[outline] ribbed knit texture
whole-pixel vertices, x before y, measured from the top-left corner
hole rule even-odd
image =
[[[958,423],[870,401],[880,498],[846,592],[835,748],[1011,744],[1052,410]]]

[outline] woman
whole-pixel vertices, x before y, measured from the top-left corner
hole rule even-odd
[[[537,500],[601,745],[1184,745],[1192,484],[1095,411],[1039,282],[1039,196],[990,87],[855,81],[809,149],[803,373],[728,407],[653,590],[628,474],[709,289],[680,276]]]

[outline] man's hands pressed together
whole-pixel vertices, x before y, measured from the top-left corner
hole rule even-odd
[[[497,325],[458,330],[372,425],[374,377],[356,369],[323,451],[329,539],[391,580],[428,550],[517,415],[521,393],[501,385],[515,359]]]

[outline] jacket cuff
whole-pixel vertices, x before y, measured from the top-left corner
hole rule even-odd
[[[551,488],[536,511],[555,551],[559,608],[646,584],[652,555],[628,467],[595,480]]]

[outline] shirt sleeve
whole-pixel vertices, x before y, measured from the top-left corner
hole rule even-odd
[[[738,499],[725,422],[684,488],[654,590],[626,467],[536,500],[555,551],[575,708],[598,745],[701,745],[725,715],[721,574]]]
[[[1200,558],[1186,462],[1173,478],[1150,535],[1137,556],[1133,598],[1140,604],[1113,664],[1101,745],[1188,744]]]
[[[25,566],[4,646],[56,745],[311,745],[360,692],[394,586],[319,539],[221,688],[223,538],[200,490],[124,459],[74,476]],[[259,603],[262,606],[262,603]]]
------------------------
Exercise directions -
Copy out the full material exactly as it appears.

Task output -
[outline] ribbed knit texture
whole-pixel vertices, x before y, measured from the top-left corner
hole rule even-odd
image =
[[[958,423],[870,401],[880,498],[846,592],[835,748],[1011,744],[1052,410]]]

[outline] woman
whole-pixel vertices, x before y, measured from the top-left corner
hole rule even-odd
[[[537,500],[601,745],[1184,745],[1192,484],[1095,411],[1039,282],[1039,196],[990,87],[855,81],[809,149],[803,373],[728,407],[653,590],[628,474],[709,289],[680,276]]]

[outline] man's hands pressed together
whole-pixel vertices, x before y, measured from the top-left corner
hole rule even-odd
[[[497,325],[458,330],[372,425],[374,377],[356,369],[323,451],[329,539],[391,580],[428,550],[517,415],[521,393],[501,385],[515,359]]]

[outline] jacket cuff
whole-pixel vertices, x before y, measured from the top-left corner
hole rule even-odd
[[[551,488],[536,511],[555,551],[559,608],[646,584],[652,555],[628,467],[595,480]]]

[outline] shirt sleeve
whole-pixel vertices, x before y, measured from the top-left corner
hole rule even-odd
[[[738,499],[725,422],[684,488],[654,590],[626,467],[536,500],[555,551],[575,708],[598,745],[701,745],[725,715],[721,574]]]
[[[1200,558],[1186,462],[1173,478],[1150,535],[1137,556],[1133,598],[1140,604],[1113,664],[1101,745],[1188,744]]]
[[[25,566],[4,646],[56,745],[311,745],[360,692],[394,586],[319,539],[221,688],[223,538],[200,490],[124,459],[74,476]],[[259,603],[262,606],[262,603]]]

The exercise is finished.